Everything from the line with "Target: man with gray beard" to the end of the data below must be returned exactly as it is, and nothing besides.

• **Supplied data**
-=-=-

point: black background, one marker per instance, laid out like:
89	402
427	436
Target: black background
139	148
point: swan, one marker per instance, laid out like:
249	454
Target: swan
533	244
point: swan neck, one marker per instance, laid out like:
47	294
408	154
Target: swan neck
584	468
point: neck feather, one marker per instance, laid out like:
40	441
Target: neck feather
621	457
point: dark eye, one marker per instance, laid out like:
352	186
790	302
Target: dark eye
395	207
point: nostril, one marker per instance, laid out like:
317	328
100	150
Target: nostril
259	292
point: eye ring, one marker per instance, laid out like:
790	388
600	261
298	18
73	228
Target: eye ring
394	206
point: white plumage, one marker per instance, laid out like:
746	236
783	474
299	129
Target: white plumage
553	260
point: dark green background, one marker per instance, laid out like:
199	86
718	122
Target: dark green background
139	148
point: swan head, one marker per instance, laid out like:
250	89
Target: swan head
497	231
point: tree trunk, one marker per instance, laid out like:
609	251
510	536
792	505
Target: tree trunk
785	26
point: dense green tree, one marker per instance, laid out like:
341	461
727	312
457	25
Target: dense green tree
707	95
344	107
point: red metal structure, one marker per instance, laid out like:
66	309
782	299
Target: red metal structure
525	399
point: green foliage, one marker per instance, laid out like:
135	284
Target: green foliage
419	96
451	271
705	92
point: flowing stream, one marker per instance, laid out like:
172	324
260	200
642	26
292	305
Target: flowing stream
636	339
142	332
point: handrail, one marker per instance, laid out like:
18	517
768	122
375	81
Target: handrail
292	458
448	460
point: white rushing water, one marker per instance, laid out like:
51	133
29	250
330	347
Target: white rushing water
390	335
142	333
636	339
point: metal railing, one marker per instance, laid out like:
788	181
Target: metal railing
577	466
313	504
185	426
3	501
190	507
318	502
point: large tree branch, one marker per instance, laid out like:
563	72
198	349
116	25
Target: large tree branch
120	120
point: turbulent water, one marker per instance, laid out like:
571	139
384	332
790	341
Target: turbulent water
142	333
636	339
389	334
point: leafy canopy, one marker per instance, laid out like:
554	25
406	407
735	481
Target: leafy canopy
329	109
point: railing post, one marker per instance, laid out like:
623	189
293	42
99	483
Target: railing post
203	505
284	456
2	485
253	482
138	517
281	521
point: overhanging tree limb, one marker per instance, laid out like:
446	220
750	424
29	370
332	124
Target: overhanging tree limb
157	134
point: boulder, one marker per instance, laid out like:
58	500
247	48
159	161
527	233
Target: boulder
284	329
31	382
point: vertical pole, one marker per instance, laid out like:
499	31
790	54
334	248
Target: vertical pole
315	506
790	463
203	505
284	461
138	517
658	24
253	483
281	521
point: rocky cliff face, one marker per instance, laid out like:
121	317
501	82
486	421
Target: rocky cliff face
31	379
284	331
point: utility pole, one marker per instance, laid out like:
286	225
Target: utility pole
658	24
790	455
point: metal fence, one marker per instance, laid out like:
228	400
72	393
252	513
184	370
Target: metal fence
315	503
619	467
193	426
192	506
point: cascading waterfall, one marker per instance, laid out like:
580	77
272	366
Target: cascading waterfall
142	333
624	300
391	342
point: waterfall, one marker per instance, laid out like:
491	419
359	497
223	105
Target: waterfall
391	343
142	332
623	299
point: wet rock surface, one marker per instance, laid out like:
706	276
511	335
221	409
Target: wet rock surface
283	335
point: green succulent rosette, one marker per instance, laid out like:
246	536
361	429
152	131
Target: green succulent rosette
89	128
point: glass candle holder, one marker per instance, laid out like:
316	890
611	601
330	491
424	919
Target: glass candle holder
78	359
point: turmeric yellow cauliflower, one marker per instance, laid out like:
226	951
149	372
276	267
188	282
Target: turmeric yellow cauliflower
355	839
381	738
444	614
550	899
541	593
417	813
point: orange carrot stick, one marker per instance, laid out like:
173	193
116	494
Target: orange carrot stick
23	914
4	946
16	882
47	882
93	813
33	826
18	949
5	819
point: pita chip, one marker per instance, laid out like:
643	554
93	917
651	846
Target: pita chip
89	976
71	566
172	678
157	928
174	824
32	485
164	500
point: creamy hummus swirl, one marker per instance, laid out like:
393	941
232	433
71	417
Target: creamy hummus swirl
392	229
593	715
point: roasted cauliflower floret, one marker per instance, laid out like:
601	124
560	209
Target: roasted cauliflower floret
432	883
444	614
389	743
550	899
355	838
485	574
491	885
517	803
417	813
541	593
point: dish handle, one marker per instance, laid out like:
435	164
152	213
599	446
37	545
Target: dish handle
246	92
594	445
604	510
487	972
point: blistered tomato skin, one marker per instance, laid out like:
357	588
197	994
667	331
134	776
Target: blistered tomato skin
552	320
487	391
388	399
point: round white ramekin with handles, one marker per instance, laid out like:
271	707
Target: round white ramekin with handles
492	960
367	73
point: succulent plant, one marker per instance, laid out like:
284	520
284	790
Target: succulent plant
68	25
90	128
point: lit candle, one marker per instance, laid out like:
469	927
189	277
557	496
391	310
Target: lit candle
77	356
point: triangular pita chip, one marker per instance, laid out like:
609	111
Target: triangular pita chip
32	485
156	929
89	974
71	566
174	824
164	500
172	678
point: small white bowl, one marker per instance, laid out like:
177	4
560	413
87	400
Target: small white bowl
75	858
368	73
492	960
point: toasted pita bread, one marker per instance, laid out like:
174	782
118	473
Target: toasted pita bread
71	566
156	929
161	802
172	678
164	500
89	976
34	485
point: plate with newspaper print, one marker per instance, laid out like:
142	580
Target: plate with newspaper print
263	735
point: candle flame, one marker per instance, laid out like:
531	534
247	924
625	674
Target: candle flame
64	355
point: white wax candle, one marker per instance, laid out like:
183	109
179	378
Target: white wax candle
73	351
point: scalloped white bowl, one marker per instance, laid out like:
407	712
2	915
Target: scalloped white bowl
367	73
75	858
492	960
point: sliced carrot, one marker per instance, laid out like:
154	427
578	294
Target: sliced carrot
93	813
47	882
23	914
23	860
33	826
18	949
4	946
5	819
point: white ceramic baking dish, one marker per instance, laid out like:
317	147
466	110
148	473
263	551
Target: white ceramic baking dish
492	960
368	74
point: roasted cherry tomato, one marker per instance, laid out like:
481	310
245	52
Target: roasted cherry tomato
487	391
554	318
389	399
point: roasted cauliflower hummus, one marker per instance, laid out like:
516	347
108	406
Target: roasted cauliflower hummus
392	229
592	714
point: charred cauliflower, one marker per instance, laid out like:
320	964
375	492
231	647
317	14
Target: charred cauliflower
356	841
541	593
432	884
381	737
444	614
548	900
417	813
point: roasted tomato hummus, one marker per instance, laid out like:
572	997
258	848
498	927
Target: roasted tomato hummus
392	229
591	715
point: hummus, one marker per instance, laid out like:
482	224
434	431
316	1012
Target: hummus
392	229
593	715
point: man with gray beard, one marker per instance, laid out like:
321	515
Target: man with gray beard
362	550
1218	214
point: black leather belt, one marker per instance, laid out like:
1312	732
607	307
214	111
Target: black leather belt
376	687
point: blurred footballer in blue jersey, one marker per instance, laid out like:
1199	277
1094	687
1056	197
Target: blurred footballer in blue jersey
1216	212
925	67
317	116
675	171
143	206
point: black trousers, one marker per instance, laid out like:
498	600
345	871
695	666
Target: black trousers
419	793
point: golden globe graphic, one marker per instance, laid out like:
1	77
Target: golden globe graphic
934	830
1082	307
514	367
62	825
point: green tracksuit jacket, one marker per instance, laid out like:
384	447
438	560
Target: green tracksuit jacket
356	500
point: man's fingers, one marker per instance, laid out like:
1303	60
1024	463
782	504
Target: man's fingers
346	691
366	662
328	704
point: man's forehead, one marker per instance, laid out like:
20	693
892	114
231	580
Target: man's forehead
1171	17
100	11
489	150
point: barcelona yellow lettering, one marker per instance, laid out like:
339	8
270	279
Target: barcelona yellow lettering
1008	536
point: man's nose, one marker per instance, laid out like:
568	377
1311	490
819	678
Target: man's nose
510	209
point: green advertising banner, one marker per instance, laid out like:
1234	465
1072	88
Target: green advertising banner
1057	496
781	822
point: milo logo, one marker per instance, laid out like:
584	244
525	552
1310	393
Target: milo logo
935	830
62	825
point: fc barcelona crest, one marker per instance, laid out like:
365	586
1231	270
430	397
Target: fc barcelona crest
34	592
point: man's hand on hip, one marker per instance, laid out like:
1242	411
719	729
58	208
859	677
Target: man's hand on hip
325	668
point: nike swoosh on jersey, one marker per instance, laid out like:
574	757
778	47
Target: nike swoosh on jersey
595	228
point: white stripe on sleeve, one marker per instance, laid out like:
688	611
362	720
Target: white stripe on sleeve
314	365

-=-=-

• **Finished task**
Target: man with gray beard
362	550
1218	214
point: black leather belt, one marker per instance, laid out like:
1312	732
607	307
214	111
Target: black leather belt
376	687
point: blurred footballer in blue jersey, one marker per instance, laid out like:
1199	277
1094	687
1056	197
Target: blurred footballer in blue jersey
1216	212
925	67
317	116
675	171
143	206
point: black trousers, one marker per instance, laid out like:
498	600
345	871
695	666
Target: black trousers
419	793
point: golden globe graphic, one marker per instance, laid out like:
1	77
Target: golden globe graphic
934	830
1082	307
514	367
62	825
point: green tracksuit jacket, one marker per instance, laid out like:
384	447
438	560
Target: green tracksuit jacket
356	500
point: man's fingers, one marker per instance, laid out like:
1303	60
1024	463
782	504
Target: man's fingers
346	691
366	662
328	704
point: man's forehead, one marker per instance, laid out like:
20	693
892	114
231	580
Target: man's forehead
1171	17
100	11
489	150
point: barcelona yellow lettering, one marker per instance, laid out like:
339	8
270	279
Target: barcelona yellow lettering
1008	536
point: man's nose, one marker per instance, laid out like:
568	377
1311	490
819	678
Target: man's nose
510	209
point: green advertising banner, one marker per instance, laid out like:
1234	465
1072	88
Target: green advertising banner
1057	496
781	822
point: milo logo, one marker per instance, laid out like:
584	244
525	552
1310	393
Target: milo logo
935	830
62	825
point: fc barcelona crest, one marker per instance, laid out like:
365	586
1231	270
430	397
Target: fc barcelona crest
34	592
point: man's hand on hip, one marker per instance, laid out like:
1242	411
719	729
58	208
859	677
Target: man's hand on hip
325	668
point: nike swoosh on jersey, one marker per instance, laid out like:
574	757
778	47
Target: nike swoosh on jersey
595	228
point: white stripe on sleeve, one marker per instance, laid out like:
688	611
362	720
Target: white stripe on sleeve
314	365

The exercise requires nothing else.